• **EXERCISE BRIEF**
Quote the passage of the phone-systems article below that starts with "Whenever a disaster such" and goes on through "operational solutions available.".

• **EXCERPTED PASSAGE**
◇ ◇ ◇

Article - Issue 26, March 2006
Protecting Phone Systems
Dr William Webb FREng
Simplified schematic showing how fixed, mobile and other networks interconnect – many elements have been omitted for clarity Schematic by Simon Roulestone
Whenever a disaster occurs there is a critical need for maintaining lines of communication. However, the telecommunications networks themselves are often unable to cope with such extraordinary conditions and pressure. Dr William Webb FREng examines how phone systems coped with two emergencies last year and looks at the technical and operational solutions available to deal with future incidents in the US and UK.
Whenever a disaster such as Hurricane Katrina, or a terrorist activity such as the London bombings occurs, there is a critical need for maintaining lines of communication. Primarily, the emergency services need to be able to communicate in order to coordinate their relief efforts. But there is also a strong need for the public to be able to communicate, either with the emergency services, or with their relatives – the latter contact reduces panic and discourages others into the disaster area to find loved ones. However, the telecommunications networks themselves are often unable to cope despite the increasingly technical and operational solutions available.
Broadly speaking,wireless systems survive better than hard-wired systems (including optical fibres) in emergencies because their infrastructure is more dispersed. Only a direct hit on a base station (ie where the mast is sited) or a control centre will disable it. However, those wireless systems that incorporate hard-wired connections, to link base stations back into the control centre, increase their vulnerability under attack. Wireless systems, just like hard-wired ones are also dependent on power. While some base stations are provided with back-up generators, they typically only have fuel for a few days.
Satellite systems tend to survive best. The satellite itself will be unaffected in an emergency and, providing the user terminals are undamaged and the satellite ground station is functioning, communications can continue to be provided. However, few people have access to satellite phones; they tend not to work well in dense urban environments, and the capacity of satellite networks is relatively low so this system can only work for a minority.

◇ ◇ ◇

• **GIVEN INFORMATION**
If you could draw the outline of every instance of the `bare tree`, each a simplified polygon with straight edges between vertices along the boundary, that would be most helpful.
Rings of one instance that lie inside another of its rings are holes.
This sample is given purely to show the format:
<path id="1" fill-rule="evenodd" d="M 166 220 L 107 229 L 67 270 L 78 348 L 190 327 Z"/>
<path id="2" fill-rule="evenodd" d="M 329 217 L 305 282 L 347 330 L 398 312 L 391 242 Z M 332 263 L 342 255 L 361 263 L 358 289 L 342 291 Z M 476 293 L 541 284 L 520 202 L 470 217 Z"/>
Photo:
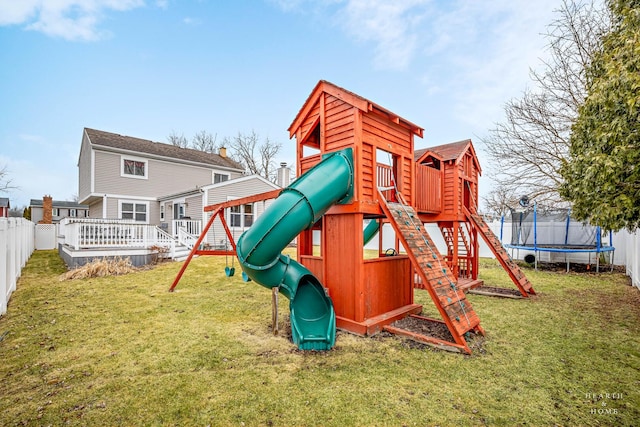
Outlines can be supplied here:
<path id="1" fill-rule="evenodd" d="M 219 148 L 218 145 L 216 145 L 217 137 L 217 135 L 212 135 L 207 131 L 201 130 L 193 136 L 191 148 L 207 153 L 214 153 Z"/>
<path id="2" fill-rule="evenodd" d="M 599 1 L 564 0 L 547 27 L 548 60 L 531 70 L 532 89 L 505 105 L 506 120 L 481 139 L 499 194 L 561 203 L 560 167 L 568 158 L 571 126 L 586 97 L 586 69 L 611 27 Z"/>
<path id="3" fill-rule="evenodd" d="M 187 140 L 187 138 L 185 138 L 184 134 L 181 133 L 180 135 L 178 135 L 173 130 L 167 137 L 167 141 L 169 142 L 169 144 L 180 148 L 187 148 L 189 146 L 189 141 Z"/>
<path id="4" fill-rule="evenodd" d="M 522 194 L 517 194 L 515 189 L 512 188 L 495 188 L 484 198 L 484 213 L 497 217 L 507 215 L 511 209 L 518 208 L 522 196 Z"/>
<path id="5" fill-rule="evenodd" d="M 4 165 L 0 167 L 0 193 L 8 193 L 11 190 L 15 190 L 18 187 L 13 185 L 13 180 L 9 178 L 9 170 Z"/>
<path id="6" fill-rule="evenodd" d="M 266 138 L 260 142 L 255 131 L 245 135 L 241 132 L 235 138 L 225 138 L 223 145 L 228 147 L 235 160 L 242 163 L 247 173 L 260 175 L 270 181 L 275 180 L 275 158 L 282 148 L 279 142 Z"/>
<path id="7" fill-rule="evenodd" d="M 9 216 L 11 218 L 22 218 L 24 215 L 24 210 L 26 208 L 23 206 L 21 208 L 11 208 L 9 209 Z"/>

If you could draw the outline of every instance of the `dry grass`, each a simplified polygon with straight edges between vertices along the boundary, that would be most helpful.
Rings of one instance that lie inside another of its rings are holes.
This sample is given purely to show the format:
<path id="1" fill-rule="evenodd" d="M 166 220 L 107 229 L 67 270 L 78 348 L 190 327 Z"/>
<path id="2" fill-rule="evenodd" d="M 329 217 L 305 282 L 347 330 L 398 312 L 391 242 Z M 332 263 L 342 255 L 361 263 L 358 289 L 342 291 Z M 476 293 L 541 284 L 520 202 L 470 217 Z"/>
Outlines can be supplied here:
<path id="1" fill-rule="evenodd" d="M 271 293 L 224 258 L 63 281 L 36 252 L 0 319 L 0 424 L 637 425 L 640 297 L 620 274 L 527 271 L 534 300 L 470 295 L 471 356 L 338 333 L 298 351 L 271 334 Z M 483 278 L 508 283 L 492 261 Z M 416 298 L 432 311 L 426 292 Z M 287 300 L 280 299 L 287 328 Z M 602 396 L 600 395 L 602 393 Z M 609 397 L 606 396 L 609 393 Z M 616 397 L 616 398 L 614 398 Z M 604 412 L 608 410 L 609 412 Z"/>
<path id="2" fill-rule="evenodd" d="M 131 264 L 129 257 L 94 259 L 81 267 L 60 275 L 60 280 L 90 279 L 92 277 L 121 276 L 138 269 Z"/>

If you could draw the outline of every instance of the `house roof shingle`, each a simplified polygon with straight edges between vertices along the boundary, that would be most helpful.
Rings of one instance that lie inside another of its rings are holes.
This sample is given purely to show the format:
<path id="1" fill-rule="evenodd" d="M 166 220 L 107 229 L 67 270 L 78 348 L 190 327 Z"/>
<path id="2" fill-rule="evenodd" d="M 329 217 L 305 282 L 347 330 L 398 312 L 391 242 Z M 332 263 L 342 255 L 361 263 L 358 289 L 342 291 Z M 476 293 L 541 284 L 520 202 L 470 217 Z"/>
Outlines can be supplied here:
<path id="1" fill-rule="evenodd" d="M 97 129 L 84 128 L 92 145 L 110 147 L 118 150 L 134 151 L 158 157 L 169 157 L 183 161 L 203 163 L 206 165 L 220 166 L 223 168 L 243 170 L 242 165 L 219 154 L 206 153 L 191 148 L 180 148 L 162 142 L 153 142 L 146 139 L 124 136 L 116 133 L 105 132 Z"/>
<path id="2" fill-rule="evenodd" d="M 29 206 L 42 206 L 42 199 L 31 199 Z M 89 205 L 81 205 L 77 202 L 68 202 L 65 200 L 53 200 L 51 206 L 54 208 L 89 209 Z"/>

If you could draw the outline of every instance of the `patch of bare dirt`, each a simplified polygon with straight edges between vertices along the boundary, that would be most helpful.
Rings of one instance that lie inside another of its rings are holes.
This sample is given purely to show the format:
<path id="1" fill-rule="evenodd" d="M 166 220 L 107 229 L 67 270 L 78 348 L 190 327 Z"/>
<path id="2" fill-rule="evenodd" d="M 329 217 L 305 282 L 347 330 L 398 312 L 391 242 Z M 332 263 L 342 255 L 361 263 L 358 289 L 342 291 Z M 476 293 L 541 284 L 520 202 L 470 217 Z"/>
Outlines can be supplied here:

◇ ◇ ◇

• **COMPLETE OUTPUT**
Whenever a disaster such as Hurricane Katrina, or a terrorist activity such as the London bombings occurs, there is a critical need for maintaining lines of communication. Primarily, the emergency services need to be able to communicate in order to coordinate their relief efforts. But there is also a strong need for the public to be able to communicate, either with the emergency services, or with their relatives – the latter contact reduces panic and discourages others into the disaster area to find loved ones. However, the telecommunications networks themselves are often unable to cope despite the increasingly technical and operational solutions available.